#### The problem
Transcribe the records word for word, starting at their first line and ending with the line containing "point(160, 91)", with both ends included. Leave the pictures out of your answer.

#### Material supplied
** begin **

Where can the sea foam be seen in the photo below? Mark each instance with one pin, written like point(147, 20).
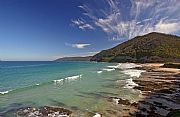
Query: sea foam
point(133, 72)
point(127, 65)
point(130, 84)
point(105, 69)
point(5, 92)
point(73, 77)
point(97, 115)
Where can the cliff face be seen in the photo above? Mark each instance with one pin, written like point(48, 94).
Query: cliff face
point(87, 58)
point(153, 47)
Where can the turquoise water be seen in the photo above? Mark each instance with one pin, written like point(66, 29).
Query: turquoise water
point(85, 86)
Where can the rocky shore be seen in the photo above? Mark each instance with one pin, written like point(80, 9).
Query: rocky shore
point(159, 97)
point(159, 93)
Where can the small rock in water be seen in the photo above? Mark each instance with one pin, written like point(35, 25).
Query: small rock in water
point(45, 111)
point(97, 115)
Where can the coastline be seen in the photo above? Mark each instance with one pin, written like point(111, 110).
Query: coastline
point(160, 91)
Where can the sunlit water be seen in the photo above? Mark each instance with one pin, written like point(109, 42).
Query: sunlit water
point(85, 86)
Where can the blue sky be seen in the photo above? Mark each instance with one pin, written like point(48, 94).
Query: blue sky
point(48, 29)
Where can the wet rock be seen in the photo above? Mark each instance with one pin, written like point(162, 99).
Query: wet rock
point(174, 113)
point(45, 111)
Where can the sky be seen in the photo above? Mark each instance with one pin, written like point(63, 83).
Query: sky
point(49, 29)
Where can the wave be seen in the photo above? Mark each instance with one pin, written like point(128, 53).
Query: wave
point(133, 72)
point(99, 72)
point(8, 67)
point(130, 84)
point(105, 69)
point(73, 77)
point(127, 65)
point(113, 66)
point(68, 79)
point(5, 92)
point(97, 115)
point(58, 81)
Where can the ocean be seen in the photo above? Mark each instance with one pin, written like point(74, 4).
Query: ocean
point(83, 87)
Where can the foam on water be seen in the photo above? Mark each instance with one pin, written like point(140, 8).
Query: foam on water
point(130, 84)
point(5, 92)
point(127, 65)
point(99, 72)
point(58, 81)
point(73, 77)
point(133, 72)
point(97, 115)
point(105, 69)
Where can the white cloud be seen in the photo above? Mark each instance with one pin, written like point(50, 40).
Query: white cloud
point(82, 25)
point(144, 16)
point(167, 27)
point(78, 45)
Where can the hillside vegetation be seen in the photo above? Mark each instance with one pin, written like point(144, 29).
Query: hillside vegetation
point(153, 47)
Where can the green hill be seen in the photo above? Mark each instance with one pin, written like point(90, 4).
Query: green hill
point(153, 47)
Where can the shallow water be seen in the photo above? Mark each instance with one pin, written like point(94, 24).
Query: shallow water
point(79, 86)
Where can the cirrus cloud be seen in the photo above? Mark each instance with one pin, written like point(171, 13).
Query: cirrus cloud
point(130, 18)
point(78, 45)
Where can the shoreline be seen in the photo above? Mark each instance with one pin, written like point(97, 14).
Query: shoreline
point(159, 95)
point(160, 90)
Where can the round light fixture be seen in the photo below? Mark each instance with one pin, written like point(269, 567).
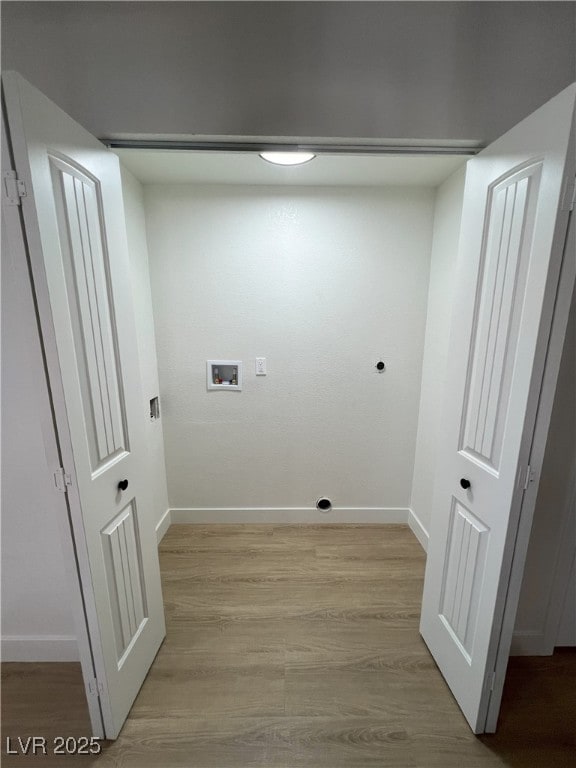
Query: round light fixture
point(287, 158)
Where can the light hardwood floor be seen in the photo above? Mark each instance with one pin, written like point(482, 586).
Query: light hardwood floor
point(298, 646)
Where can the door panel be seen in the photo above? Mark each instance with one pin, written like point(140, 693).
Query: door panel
point(75, 227)
point(510, 253)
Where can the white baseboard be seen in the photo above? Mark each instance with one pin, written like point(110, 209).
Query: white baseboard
point(529, 643)
point(40, 648)
point(289, 515)
point(163, 524)
point(418, 529)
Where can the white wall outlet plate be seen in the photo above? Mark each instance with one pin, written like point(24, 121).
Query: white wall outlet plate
point(224, 374)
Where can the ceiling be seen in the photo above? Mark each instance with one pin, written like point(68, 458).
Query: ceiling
point(165, 166)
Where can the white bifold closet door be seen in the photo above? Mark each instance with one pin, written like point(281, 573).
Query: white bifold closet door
point(74, 219)
point(515, 217)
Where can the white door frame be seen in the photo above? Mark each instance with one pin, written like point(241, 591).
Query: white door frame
point(58, 454)
point(543, 400)
point(74, 546)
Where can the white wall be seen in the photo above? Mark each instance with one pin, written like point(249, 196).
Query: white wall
point(546, 539)
point(142, 297)
point(323, 283)
point(467, 70)
point(447, 214)
point(37, 620)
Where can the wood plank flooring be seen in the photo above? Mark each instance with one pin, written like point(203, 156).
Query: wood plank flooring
point(298, 647)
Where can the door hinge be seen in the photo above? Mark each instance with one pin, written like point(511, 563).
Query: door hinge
point(530, 474)
point(14, 188)
point(94, 687)
point(570, 196)
point(491, 680)
point(62, 480)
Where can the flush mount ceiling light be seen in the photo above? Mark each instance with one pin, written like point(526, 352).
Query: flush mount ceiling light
point(287, 158)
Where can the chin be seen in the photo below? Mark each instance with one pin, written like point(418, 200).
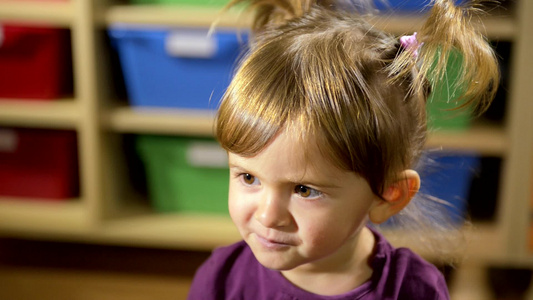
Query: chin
point(275, 261)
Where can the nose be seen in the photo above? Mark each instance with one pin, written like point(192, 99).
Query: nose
point(272, 211)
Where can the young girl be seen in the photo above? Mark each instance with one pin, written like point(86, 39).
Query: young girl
point(322, 123)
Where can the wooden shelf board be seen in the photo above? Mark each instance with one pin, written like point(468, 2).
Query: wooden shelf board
point(497, 27)
point(33, 217)
point(180, 231)
point(160, 121)
point(174, 16)
point(494, 27)
point(484, 139)
point(64, 113)
point(50, 13)
point(476, 243)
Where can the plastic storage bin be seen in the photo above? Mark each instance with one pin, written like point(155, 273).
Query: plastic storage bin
point(35, 62)
point(185, 174)
point(443, 102)
point(181, 68)
point(448, 177)
point(37, 163)
point(219, 3)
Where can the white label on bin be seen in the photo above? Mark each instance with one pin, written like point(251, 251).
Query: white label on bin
point(206, 154)
point(8, 140)
point(190, 44)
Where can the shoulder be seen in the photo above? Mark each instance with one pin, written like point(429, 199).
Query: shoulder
point(407, 275)
point(221, 274)
point(419, 278)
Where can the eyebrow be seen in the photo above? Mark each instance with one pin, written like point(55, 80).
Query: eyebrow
point(303, 181)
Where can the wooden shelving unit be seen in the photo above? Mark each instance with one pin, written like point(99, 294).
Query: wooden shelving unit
point(98, 215)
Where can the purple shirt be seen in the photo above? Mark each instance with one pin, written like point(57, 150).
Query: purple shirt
point(233, 273)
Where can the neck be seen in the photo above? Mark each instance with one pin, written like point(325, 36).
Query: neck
point(340, 272)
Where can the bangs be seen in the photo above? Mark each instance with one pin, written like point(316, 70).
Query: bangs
point(262, 99)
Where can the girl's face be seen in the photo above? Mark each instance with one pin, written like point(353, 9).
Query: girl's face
point(295, 209)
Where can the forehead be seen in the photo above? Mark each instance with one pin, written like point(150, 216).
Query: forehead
point(291, 156)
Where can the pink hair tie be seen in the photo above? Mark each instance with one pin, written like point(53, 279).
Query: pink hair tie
point(409, 42)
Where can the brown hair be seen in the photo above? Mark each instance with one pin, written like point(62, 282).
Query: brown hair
point(329, 74)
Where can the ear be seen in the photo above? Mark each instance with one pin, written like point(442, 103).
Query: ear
point(396, 197)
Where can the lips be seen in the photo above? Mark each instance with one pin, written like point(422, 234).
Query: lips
point(272, 244)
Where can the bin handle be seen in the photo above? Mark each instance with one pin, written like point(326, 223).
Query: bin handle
point(190, 44)
point(206, 155)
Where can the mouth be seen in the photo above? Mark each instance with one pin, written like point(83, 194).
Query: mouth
point(272, 244)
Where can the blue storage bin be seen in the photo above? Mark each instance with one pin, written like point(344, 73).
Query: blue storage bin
point(407, 6)
point(181, 68)
point(447, 177)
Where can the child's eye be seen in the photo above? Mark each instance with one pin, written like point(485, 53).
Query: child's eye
point(307, 192)
point(249, 179)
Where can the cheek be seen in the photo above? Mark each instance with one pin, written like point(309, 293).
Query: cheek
point(327, 229)
point(240, 208)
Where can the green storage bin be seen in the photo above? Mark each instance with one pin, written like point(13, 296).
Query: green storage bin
point(215, 3)
point(443, 98)
point(185, 174)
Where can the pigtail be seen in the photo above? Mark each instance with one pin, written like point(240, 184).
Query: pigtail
point(449, 36)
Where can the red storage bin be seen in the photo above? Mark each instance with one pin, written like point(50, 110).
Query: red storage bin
point(35, 62)
point(37, 163)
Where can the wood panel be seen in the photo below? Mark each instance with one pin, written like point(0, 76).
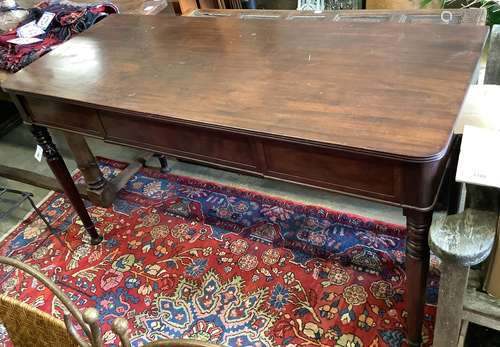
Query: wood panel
point(476, 16)
point(331, 169)
point(178, 140)
point(65, 116)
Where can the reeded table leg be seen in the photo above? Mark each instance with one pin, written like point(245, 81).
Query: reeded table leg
point(58, 167)
point(417, 266)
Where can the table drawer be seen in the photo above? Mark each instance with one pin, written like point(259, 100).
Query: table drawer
point(66, 116)
point(333, 169)
point(180, 140)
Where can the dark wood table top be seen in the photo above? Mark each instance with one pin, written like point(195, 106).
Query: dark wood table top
point(388, 88)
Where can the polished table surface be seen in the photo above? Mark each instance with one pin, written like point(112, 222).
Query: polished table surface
point(365, 109)
point(394, 89)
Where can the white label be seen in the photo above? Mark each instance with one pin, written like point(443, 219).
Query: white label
point(45, 20)
point(29, 30)
point(24, 40)
point(478, 162)
point(38, 153)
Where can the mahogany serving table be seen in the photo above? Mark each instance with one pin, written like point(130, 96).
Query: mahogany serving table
point(365, 109)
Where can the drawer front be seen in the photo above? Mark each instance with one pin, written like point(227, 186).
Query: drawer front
point(180, 140)
point(333, 169)
point(65, 116)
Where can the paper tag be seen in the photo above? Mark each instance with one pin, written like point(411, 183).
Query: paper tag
point(38, 153)
point(478, 163)
point(45, 20)
point(29, 30)
point(24, 40)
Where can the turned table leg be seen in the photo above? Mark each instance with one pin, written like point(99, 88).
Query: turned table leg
point(417, 266)
point(58, 167)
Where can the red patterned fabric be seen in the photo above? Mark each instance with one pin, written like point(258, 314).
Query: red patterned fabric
point(193, 259)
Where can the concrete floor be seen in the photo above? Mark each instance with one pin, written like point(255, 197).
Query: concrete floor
point(17, 149)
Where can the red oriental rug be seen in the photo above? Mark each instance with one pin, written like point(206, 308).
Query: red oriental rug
point(194, 259)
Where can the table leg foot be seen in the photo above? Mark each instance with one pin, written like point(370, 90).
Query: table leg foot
point(417, 266)
point(59, 169)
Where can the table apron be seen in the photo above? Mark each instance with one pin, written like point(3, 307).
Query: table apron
point(387, 180)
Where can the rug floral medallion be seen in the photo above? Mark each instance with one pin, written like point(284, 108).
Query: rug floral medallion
point(184, 258)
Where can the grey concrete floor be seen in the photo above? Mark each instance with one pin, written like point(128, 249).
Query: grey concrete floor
point(17, 149)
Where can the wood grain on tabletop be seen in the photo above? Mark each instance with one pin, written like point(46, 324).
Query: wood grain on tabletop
point(388, 88)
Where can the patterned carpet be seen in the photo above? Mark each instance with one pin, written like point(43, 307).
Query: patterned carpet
point(193, 259)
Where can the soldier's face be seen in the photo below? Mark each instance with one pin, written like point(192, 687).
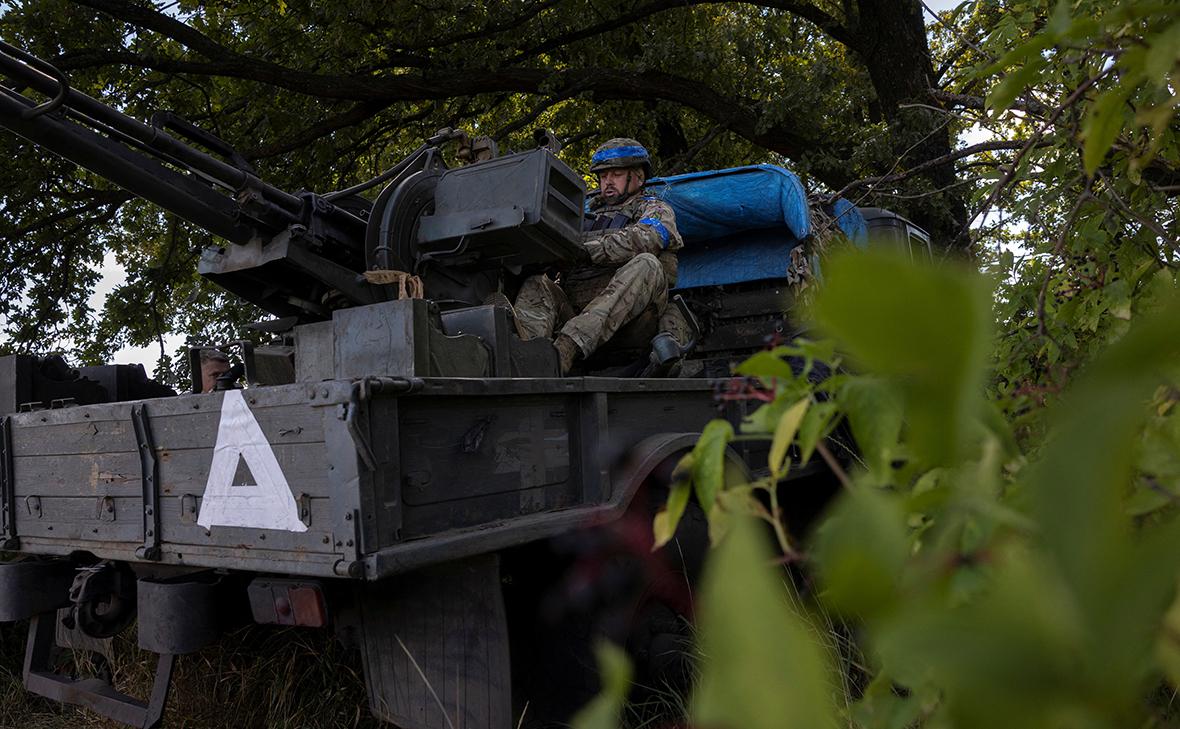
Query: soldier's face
point(210, 370)
point(617, 184)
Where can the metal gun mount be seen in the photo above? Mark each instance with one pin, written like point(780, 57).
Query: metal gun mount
point(303, 254)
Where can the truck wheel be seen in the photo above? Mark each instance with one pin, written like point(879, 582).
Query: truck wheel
point(605, 583)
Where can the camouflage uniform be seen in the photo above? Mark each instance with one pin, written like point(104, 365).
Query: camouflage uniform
point(631, 269)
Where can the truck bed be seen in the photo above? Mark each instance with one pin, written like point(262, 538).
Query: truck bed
point(358, 479)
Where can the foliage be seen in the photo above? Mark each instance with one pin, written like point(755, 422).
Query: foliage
point(1004, 550)
point(988, 589)
point(323, 96)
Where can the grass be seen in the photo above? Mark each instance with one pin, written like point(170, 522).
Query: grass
point(256, 677)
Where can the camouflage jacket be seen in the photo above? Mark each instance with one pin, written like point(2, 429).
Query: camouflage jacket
point(649, 228)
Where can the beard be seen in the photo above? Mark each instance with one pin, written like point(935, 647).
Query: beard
point(613, 197)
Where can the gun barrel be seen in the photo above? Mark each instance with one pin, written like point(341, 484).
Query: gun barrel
point(142, 171)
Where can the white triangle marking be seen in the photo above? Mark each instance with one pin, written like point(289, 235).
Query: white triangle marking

** end **

#### Exercise result
Where can the sea foam be seen in the photo below? Mark each instance with one pin, written like point(147, 20).
Query: sea foam
point(133, 72)
point(127, 65)
point(130, 84)
point(105, 69)
point(5, 92)
point(73, 77)
point(97, 115)
Where can the cliff face be seen in the photo above? Mark each instance with one pin, written like point(48, 94).
Query: cliff face
point(87, 58)
point(153, 47)
Where can the turquoise water be seen in the photo above? Mark each instance with one pin, written like point(66, 29).
Query: turquoise water
point(85, 86)
Where can the rocky shore be seen in the photo above? Mark each instance with one pin, written like point(80, 9).
Query: rocky shore
point(159, 97)
point(159, 93)
Where can the small rock in water be seen in the photo above? Mark each instance with one pin, written like point(35, 25).
Query: small rock in water
point(45, 111)
point(97, 115)
Where can the coastline be seen in the photo above? Mark each instance with one pin, written like point(111, 110).
Query: coastline
point(160, 91)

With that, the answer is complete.